Given that all the non-linearities of the attention head are frozen, the transformation $T$ is completely linear and, therefore, additive. $w_{s \to t}$ needs to sum all the possible contributions getting to the target node from the source node. Given that all the transformations over the four paths are linear, we can always derive a matrix $\pi_p$ for each path $p \in \{p_1, p_2, p_3, p_4\}$ such that the contribution from feature $t$ landing at layer $\ell_3$ is equal to $\mathbf{y}^{\ell_1}_s \pi_p$.

We define the total contribution to feature $s$ at layer $\ell_3$ from feature $t$ at layer $\ell_1$ as follows:

$$ \begin{aligned} A_{s \to t} &= \sum_{p \in \{p_1, p_2, p_3, p_4\}} \mathbf{y}^{\ell_1}_s \pi_p \mathbf{W}_{\{\text{enc}, t\}}^{\ell_3} \\ &= \sum_{p \in \{p_1, p_2, p_3, p_4\}} \mathbf{W}_{\{\text{dec}, s\}}^{\ell_1} a{_s} \pi_p \mathbf{W}_{\{\text{enc}, t\}}^{\ell_3} \\ &= a{_s} \mathbf{W}_{\{\text{dec}, s\}}^{\ell_1} \sum_{p \in \{p_1, p_2, p_3, p_4\}} \pi_p \mathbf{W}_{\{\text{enc}, t\}}^{\ell_3} \\ &= a{_s} \mathbf{W}_{\{\text{dec}, s\}}^{\ell_1} J^\blacktriangledown_{c, \ell_1 \to c, \ell_3} \mathbf{W}_{\{\text{enc}, t\}}^{\ell_3} \\ \end{aligned} $$

By doing so, we somehow derived the formula of the Jacobian matrix!

Toy example 3: cross-layer, cross-token positon, MLP + attention

In last toy example, we want to measure the impact of feature $s$ at token position $c_1$ captured at layer $\ell_1$ to feature $t$ at token position $c_3$ captured at layer $\ell_3$. Looking at the forumla to compute $A_{s \to t}$, the only place in which the token position appears is as subindex of the Jacobian matrix $J^\blacktriangledown$. The encoder and decoder matrices are not dependent on the token position, while the path and the set of linear transformation from source node $s$ to target node $t$ is.

In this scenario the contribution $\mathbf{y}_s^{\ell_1}$ might get carried to feature $t$ at layer $\ell_3$ in five possible ways:

attention head at pos 3 reads from pos 1 then residual step
attention head at pos 3 reads from pos 1 then self attends
residual step then attention head at pos 3 reads from pos 1
self attention then attention head at pos 3 reads from pos 1
attention head at pos 2 reads from pos 1 then attention head at pos 3 reads from pos 2

The application of the same step-by-step transformation, for each tox examples, in a scenario in which the replacement model is built from CLT, instead of PLT, is left as an exercise to the reader.

Why CLTs and not PLTs?

After we analyzed both CLT and PLT-based architecture, a natural follow-up question is why they came up with CLT as an improvement version of the original PLT-based approach to compute attribution graphs?

Let's first highlight a core limitation of PLT-based architecture: feature duplication.

MLPs often read a concept from the residual stream and write the exact same concept back into the residual stream to carry it forward to later layers, effectively amplifying the concept.

Given that the training of PLT happens independently at each individual MLP layer and that the training goal is to reconstruct the output of the MLP only at that specific layer, the consequence is that a similar feature gets mapped across many successive MLP layers.

When it comes to drawing attribution edges across features, this can be problematic. As observed by the paper authors, PLT might cause highly redundant causal chains. For example, a feature for "Copenhagen" at Layer 1 will activate a "Copenhagen" feature at Layer 2, which activates "Copenhagen" at Layer 3, continuing in a path of length 7 or more.

Screenshot 2026-06-03 at 13.22.44

CLT fixes that. Given that the attempted reconstruction of the MLP output at layer $\ell$ is jointly computed by features from layer $\ell$ and all previous layers ($\ell'$), feature extracted at earlier layers can directly contribute to the reconstruction of MLP outputs in all subsequent layers, somehow merging all at once the feature effect that, in the PLT case, was decomposed across various subsequent layers.
++++++++++++++++++++
ASSIGNMENT.
For each statement below, say yes or no according to the excerpt on CLTs and PLTs, and quote the words that decide it. (a) In the third toy example, the contribution from the source feature can reach the target feature in five possible ways. (b) A PLT is trained jointly across all MLP layers at once. (c) In a CLT, features from earlier layers can contribute directly to reconstructing MLP outputs in later layers.

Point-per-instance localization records
++++++++++++++++++++
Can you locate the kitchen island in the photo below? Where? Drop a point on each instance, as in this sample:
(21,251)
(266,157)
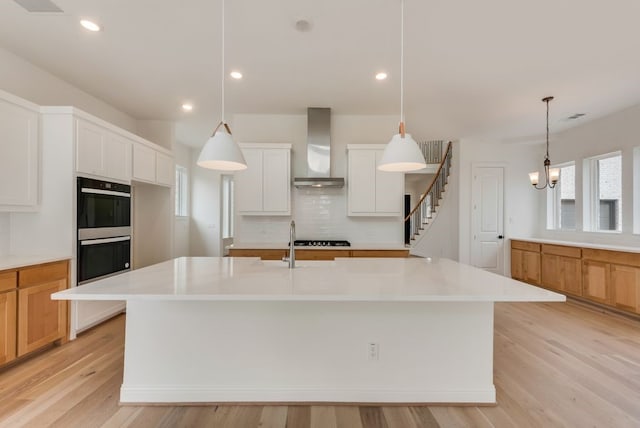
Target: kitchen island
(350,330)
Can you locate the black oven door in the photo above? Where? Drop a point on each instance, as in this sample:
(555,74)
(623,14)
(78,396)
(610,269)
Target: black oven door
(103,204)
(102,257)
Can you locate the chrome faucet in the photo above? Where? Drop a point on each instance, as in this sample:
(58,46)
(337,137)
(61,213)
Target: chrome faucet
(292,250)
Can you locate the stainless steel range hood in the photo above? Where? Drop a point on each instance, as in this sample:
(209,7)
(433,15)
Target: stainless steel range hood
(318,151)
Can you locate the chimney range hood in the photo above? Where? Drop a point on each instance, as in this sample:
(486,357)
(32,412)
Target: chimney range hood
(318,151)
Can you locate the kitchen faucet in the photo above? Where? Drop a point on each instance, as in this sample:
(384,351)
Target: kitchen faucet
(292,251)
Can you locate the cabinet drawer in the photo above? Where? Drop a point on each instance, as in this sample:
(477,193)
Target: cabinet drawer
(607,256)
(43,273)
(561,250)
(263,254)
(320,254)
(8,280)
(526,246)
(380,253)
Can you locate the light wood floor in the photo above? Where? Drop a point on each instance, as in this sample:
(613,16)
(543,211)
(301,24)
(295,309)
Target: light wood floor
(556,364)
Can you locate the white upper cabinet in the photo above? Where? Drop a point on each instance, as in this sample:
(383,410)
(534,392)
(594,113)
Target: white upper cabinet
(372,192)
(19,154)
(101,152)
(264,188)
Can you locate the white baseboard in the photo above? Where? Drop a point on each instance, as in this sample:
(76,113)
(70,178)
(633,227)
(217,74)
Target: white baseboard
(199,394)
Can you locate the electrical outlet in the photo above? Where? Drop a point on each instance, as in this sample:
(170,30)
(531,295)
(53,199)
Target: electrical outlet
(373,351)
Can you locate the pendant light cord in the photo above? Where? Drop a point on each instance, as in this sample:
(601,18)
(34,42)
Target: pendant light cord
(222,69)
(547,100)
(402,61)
++++++++++++++++++++
EXERCISE SOLUTION.
(a) Yes: "might get carried to feature $t$ at layer $\ell_3$ in five possible ways"
(b) No: "the training of PLT happens independently at each individual MLP layer"
(c) Yes: "feature extracted at earlier layers can directly contribute to the reconstruction of MLP outputs in all subsequent layers"